» **What the task requires**: Each line of the data below that includes the string "drawer" must be copied.

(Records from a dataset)

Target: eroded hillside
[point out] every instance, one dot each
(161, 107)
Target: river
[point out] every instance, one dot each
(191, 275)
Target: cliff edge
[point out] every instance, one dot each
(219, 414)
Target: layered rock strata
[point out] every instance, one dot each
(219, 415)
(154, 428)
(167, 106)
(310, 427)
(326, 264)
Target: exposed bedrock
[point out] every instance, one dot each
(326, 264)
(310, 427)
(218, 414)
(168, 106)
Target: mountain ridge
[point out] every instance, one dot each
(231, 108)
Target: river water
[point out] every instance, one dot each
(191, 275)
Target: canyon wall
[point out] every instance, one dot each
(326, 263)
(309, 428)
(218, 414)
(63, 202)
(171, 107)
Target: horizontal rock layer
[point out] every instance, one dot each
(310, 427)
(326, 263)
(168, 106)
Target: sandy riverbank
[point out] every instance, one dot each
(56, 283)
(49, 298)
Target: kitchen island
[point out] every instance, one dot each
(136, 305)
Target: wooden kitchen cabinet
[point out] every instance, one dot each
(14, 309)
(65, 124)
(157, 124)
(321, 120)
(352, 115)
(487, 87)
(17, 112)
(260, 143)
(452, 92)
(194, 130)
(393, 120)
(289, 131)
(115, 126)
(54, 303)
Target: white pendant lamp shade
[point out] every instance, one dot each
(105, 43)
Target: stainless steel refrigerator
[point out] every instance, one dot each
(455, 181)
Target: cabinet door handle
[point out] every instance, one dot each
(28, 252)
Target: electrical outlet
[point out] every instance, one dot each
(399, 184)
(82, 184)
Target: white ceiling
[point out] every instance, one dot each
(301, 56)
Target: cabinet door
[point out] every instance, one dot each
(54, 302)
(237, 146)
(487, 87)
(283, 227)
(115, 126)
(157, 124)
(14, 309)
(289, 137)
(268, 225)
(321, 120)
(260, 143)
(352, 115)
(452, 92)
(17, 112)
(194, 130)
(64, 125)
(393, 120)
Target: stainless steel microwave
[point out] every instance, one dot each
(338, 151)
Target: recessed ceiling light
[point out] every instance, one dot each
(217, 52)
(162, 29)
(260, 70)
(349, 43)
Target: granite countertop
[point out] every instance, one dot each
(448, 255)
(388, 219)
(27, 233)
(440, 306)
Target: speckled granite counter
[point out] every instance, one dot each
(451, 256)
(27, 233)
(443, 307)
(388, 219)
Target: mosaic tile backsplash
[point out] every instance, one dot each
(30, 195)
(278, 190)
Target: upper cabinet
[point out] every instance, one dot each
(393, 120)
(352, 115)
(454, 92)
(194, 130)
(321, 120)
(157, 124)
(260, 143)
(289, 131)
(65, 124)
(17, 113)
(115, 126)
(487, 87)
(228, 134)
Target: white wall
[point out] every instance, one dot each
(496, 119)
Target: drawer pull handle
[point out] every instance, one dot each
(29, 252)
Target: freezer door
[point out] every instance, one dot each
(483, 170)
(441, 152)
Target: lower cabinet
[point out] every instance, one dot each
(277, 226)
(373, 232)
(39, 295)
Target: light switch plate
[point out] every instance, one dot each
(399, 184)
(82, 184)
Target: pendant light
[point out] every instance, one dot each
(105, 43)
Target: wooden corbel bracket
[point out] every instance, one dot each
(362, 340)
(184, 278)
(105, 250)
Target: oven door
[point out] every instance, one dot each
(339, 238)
...
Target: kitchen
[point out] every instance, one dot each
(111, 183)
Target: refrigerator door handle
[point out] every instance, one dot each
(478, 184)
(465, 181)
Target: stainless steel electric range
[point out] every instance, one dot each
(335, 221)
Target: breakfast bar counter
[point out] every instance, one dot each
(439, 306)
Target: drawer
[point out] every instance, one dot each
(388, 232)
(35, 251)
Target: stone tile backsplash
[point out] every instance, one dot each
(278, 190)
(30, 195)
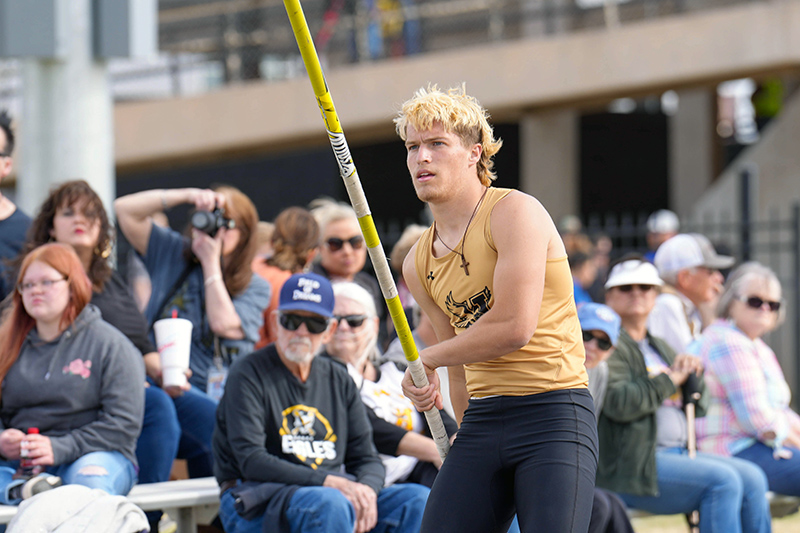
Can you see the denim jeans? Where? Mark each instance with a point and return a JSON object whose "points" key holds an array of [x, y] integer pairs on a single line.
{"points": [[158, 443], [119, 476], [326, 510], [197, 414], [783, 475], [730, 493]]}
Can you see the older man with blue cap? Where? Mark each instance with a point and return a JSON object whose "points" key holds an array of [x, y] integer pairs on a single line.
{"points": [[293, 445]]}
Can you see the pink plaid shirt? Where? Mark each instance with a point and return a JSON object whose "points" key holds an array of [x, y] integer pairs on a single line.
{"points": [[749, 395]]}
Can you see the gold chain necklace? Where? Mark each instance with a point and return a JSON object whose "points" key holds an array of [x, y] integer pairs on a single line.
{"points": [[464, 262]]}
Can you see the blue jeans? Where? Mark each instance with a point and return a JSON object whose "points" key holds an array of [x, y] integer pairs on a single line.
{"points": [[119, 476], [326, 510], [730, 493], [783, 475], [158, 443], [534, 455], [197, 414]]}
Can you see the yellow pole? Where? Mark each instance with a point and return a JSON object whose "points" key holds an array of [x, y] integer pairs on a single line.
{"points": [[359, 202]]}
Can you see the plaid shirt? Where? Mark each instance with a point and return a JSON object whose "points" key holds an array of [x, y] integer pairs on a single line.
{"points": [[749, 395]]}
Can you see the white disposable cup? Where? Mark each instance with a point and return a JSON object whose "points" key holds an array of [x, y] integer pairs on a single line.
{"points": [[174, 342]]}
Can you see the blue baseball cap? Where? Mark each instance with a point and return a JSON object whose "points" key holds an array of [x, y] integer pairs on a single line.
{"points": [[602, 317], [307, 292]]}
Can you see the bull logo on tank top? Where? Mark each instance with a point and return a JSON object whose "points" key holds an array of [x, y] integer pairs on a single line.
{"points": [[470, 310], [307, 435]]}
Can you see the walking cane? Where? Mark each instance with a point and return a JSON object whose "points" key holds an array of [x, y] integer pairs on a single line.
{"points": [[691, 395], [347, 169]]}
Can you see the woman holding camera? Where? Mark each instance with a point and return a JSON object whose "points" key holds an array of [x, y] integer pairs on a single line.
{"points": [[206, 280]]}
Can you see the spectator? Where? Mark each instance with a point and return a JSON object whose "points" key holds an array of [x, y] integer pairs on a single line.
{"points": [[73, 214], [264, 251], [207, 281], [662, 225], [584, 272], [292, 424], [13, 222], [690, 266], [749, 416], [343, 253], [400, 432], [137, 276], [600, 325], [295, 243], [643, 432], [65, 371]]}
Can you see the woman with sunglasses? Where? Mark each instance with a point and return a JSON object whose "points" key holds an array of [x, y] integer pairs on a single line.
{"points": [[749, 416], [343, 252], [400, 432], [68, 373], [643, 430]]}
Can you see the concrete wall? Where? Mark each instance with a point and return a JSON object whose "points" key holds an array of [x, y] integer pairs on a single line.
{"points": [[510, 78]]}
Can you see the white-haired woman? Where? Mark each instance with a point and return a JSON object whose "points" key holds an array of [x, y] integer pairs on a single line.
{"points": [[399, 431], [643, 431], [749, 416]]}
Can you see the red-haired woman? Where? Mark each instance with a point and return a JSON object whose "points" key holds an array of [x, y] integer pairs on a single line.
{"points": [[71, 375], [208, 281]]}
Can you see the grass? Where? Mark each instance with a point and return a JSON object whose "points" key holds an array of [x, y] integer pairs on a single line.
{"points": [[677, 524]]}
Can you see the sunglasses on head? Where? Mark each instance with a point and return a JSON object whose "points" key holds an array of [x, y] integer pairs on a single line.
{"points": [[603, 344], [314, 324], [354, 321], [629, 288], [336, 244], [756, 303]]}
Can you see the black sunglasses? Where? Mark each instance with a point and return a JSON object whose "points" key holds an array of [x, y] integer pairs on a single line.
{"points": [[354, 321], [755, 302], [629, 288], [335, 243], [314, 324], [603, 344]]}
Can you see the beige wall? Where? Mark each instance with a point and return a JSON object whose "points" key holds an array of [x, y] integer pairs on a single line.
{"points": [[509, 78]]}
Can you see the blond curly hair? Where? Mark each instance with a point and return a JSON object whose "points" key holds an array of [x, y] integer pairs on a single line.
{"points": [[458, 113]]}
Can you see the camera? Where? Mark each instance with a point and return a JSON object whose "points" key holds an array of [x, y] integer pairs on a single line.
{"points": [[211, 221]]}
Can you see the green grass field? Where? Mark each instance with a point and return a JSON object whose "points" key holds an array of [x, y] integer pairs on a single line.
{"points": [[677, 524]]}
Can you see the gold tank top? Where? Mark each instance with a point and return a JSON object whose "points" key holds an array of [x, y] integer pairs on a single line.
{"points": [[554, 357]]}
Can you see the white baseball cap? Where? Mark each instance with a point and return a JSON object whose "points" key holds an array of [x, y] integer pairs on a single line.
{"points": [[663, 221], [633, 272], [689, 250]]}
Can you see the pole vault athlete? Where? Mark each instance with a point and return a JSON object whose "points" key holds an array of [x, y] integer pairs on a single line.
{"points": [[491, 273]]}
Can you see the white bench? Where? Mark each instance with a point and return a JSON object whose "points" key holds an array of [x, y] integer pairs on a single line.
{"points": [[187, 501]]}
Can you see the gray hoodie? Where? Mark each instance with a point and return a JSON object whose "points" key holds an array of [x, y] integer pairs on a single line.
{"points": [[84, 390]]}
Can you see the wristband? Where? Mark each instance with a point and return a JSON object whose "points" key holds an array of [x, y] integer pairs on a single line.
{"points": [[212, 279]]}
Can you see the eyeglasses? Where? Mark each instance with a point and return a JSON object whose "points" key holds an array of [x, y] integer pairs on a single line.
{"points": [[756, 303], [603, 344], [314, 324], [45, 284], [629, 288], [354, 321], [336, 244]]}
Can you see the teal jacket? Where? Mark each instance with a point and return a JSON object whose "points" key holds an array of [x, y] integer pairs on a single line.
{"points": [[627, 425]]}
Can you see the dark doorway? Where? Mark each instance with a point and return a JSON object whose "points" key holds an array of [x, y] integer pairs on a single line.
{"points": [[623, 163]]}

» **Result below**:
Target: drawer pull handle
Target: drawer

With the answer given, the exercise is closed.